* [Required work]: No line before the one containing "foliage? Format it as [x1, y1, x2, y2]." is to be output; retype exactly that line and all lines that follow it to the end of the records.

==========

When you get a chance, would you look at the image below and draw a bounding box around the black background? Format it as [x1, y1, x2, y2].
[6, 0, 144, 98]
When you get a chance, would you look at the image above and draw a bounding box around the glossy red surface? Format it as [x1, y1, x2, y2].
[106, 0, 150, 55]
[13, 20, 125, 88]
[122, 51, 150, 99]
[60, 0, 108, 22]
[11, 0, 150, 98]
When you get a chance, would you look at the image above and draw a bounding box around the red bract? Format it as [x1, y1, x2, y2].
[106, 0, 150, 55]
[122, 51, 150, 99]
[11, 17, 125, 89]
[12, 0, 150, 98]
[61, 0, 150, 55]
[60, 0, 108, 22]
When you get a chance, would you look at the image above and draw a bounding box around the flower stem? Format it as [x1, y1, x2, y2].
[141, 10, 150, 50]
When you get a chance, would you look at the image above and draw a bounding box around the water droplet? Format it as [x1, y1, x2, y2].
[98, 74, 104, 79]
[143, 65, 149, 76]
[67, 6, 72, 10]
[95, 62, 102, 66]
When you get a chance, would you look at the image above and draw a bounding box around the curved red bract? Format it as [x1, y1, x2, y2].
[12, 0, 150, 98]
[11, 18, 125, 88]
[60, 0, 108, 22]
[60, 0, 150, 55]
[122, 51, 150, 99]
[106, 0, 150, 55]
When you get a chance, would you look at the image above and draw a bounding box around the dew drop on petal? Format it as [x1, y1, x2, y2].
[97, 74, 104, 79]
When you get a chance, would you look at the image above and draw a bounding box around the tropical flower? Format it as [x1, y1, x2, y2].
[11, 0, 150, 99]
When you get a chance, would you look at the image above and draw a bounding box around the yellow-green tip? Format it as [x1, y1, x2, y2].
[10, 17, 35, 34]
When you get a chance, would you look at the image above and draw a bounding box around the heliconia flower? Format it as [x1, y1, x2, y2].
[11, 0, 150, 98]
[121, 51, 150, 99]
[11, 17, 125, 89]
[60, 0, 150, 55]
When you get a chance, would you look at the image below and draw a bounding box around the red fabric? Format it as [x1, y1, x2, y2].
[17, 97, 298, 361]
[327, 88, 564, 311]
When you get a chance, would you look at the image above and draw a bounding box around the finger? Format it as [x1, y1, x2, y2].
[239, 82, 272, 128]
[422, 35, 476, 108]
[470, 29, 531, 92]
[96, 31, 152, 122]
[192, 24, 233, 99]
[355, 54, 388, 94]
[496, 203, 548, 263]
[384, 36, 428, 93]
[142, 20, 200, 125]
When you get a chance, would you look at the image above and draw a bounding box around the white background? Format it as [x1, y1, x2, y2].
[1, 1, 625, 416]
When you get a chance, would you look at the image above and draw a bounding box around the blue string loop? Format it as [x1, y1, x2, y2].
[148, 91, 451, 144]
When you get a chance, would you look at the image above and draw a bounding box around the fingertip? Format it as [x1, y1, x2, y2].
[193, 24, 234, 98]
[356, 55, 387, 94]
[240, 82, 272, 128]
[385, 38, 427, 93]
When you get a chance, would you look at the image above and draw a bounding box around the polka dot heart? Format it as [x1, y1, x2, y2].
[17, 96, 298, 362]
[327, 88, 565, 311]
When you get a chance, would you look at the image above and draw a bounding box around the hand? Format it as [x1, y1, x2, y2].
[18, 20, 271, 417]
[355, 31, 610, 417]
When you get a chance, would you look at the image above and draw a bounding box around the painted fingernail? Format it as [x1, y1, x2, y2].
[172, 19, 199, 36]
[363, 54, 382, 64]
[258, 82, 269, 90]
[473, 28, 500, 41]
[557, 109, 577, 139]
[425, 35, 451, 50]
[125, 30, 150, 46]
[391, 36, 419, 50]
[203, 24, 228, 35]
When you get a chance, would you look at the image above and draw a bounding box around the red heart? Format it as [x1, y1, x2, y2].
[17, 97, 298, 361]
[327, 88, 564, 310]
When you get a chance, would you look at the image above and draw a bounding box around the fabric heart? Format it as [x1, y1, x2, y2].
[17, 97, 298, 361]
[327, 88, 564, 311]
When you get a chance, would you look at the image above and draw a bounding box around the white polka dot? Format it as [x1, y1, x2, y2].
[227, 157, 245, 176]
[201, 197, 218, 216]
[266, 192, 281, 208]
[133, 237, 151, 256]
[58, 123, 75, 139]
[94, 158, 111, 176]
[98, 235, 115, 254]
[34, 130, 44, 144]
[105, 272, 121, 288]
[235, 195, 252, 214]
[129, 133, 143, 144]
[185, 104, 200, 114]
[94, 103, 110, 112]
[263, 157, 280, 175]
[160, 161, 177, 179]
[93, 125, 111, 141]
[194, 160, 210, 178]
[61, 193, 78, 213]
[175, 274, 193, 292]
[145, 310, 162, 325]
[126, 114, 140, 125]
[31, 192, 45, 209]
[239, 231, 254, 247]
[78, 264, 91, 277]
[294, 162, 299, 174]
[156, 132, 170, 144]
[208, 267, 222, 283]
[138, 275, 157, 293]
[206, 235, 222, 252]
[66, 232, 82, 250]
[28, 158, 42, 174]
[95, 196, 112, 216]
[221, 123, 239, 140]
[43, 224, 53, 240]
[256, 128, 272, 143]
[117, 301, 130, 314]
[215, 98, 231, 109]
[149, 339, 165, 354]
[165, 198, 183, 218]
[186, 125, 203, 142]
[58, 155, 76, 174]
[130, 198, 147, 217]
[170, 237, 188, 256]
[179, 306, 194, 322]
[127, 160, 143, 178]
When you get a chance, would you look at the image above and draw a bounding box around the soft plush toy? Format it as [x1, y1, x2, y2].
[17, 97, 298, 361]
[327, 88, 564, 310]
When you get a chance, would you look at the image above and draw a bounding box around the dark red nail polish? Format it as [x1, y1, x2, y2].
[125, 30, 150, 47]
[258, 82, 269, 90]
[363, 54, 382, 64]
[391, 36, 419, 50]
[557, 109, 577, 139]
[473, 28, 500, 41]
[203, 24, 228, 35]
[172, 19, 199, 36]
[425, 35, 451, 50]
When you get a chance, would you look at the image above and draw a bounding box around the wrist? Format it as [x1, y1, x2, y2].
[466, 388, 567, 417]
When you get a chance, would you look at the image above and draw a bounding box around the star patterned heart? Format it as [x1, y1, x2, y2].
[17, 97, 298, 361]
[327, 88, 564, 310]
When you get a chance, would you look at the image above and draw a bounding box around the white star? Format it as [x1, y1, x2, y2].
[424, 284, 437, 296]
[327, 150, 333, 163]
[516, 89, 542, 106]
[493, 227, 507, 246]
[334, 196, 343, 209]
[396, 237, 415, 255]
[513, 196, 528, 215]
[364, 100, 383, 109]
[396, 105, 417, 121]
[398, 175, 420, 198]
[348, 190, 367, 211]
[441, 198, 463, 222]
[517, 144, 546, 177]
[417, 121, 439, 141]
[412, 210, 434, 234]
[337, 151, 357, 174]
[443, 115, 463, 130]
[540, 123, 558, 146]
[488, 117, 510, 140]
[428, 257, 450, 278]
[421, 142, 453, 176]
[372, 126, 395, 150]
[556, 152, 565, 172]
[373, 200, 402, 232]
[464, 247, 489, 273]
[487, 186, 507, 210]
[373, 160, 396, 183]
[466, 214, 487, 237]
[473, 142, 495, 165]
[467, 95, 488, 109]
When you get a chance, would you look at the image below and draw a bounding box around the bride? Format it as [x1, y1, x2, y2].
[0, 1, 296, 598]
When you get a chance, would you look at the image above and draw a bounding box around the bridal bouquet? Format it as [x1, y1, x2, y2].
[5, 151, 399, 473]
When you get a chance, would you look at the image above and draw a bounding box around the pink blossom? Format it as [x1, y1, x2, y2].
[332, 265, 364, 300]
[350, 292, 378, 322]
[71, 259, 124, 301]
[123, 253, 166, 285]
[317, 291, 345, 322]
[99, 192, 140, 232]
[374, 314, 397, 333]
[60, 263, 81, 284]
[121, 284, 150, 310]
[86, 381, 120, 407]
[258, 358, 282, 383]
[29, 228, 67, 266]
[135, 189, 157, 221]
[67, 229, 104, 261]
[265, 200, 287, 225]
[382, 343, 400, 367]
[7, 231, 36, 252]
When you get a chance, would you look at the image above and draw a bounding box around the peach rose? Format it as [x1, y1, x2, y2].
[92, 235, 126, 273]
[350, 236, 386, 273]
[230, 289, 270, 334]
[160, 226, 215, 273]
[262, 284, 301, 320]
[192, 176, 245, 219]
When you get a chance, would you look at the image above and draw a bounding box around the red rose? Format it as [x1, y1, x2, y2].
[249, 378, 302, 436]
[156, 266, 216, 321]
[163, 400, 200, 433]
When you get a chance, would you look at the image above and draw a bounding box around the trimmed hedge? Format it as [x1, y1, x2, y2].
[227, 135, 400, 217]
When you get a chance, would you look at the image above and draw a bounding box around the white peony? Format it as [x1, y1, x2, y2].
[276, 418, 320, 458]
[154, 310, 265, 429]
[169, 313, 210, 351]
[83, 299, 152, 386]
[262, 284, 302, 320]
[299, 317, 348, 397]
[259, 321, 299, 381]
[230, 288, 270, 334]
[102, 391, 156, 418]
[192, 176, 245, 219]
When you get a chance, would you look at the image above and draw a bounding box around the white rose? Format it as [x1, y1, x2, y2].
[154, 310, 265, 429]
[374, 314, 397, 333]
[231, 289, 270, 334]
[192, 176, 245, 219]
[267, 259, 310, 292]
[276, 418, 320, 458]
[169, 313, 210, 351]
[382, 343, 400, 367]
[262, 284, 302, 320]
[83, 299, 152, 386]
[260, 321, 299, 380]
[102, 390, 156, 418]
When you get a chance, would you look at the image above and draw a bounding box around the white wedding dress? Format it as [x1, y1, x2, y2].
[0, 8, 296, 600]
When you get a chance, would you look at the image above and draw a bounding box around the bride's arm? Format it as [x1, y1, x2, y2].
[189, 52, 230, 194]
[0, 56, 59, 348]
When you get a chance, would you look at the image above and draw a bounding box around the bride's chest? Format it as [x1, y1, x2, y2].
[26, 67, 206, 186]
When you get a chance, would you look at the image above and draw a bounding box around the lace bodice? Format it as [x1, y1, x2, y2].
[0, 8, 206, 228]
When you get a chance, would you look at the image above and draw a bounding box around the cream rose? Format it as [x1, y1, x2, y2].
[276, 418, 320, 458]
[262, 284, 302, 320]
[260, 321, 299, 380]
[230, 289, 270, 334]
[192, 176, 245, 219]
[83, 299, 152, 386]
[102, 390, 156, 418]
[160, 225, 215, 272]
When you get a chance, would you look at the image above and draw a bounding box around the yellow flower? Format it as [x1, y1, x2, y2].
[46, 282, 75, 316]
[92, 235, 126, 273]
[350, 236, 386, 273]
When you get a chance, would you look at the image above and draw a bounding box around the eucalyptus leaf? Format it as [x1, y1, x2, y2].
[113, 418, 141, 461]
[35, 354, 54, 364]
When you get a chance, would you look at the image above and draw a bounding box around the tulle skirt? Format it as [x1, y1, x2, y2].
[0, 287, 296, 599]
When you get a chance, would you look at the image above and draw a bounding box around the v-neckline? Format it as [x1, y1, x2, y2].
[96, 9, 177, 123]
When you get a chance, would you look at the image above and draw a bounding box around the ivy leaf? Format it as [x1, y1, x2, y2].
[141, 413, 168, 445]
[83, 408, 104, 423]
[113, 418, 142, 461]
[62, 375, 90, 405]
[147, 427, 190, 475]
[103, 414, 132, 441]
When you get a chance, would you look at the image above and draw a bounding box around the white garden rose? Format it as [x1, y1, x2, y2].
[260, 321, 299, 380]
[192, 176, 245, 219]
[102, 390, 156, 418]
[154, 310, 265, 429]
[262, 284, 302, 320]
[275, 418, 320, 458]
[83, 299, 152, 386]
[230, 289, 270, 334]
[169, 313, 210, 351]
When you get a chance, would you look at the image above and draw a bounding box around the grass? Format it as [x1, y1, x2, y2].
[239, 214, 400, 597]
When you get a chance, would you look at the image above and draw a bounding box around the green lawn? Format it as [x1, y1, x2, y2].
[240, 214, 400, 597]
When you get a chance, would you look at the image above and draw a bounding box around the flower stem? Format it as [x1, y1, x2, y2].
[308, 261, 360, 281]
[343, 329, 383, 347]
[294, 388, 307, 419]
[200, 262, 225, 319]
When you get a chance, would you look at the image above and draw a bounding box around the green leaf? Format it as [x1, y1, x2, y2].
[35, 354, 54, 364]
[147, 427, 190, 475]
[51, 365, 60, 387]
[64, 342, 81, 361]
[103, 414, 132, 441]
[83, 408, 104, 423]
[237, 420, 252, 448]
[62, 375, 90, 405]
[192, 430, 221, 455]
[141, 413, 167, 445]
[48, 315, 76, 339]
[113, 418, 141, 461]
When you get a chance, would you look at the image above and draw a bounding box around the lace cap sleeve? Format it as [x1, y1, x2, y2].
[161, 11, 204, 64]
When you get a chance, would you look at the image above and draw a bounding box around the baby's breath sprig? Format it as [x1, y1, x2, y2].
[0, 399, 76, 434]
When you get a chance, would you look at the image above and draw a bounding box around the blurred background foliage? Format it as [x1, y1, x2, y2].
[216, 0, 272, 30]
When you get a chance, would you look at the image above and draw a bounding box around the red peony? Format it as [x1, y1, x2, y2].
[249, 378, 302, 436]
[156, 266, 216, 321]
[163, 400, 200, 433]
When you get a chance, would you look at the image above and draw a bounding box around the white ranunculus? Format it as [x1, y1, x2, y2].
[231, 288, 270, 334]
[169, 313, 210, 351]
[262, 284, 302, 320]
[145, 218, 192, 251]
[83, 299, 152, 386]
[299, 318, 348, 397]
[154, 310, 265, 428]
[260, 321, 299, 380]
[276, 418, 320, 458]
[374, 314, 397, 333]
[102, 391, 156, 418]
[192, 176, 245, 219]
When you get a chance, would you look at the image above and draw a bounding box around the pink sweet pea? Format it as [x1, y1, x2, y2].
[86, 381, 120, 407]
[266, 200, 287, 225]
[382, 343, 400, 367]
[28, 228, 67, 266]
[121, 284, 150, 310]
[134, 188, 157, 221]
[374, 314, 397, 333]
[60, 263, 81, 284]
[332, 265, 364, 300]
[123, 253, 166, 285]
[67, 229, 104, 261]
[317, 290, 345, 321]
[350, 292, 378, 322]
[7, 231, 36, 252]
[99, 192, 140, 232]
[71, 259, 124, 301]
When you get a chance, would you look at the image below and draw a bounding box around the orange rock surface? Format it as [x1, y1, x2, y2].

==========

* [Exercise solution]:
When you get a chance, would you look at the image above and draw a bounding box around the blurred background foliage? Format it as [x1, y1, x2, y2].
[216, 0, 272, 30]
When you get a chance, would you look at the image above and draw a bounding box around the red peony? Format it as [x1, y1, x2, y2].
[249, 378, 302, 436]
[156, 266, 216, 321]
[163, 400, 200, 433]
When you get a chance, would you look at the image above and draw a bounding box around the white ranunculus? Format it as [x1, y1, x2, y2].
[231, 288, 270, 334]
[169, 313, 210, 351]
[262, 284, 302, 320]
[145, 218, 192, 251]
[83, 299, 152, 386]
[299, 318, 348, 397]
[154, 310, 265, 428]
[260, 321, 299, 380]
[276, 418, 320, 458]
[374, 314, 397, 333]
[102, 391, 156, 418]
[192, 176, 245, 219]
When you get a chance, would you look at the image above and draw a bounding box around the pink sweet pea? Format it as [x1, y1, x2, y2].
[86, 381, 120, 407]
[266, 200, 287, 225]
[382, 343, 400, 367]
[28, 228, 67, 266]
[121, 284, 150, 310]
[134, 188, 157, 221]
[374, 314, 397, 333]
[60, 263, 81, 284]
[332, 265, 364, 300]
[123, 253, 166, 285]
[67, 229, 104, 261]
[317, 290, 345, 321]
[350, 292, 378, 322]
[7, 231, 36, 252]
[99, 192, 140, 232]
[71, 259, 124, 301]
When you get a chance, would you look at the image below and draw a bounding box around the orange rock surface? Format it as [x1, y1, x2, y2].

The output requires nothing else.